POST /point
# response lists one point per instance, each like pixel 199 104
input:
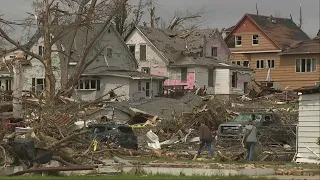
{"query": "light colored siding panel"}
pixel 222 81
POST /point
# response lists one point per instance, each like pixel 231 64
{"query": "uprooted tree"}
pixel 55 20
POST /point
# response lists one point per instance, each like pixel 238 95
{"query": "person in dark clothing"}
pixel 205 140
^^^^
[Your instructions]
Search the data above for the string "like" and report each line that holds it.

[Your response]
# response lists one point per instance, each like pixel 199 104
# response lists one point per instance, each like pixel 231 64
# response lists one point per instance, each like pixel 238 95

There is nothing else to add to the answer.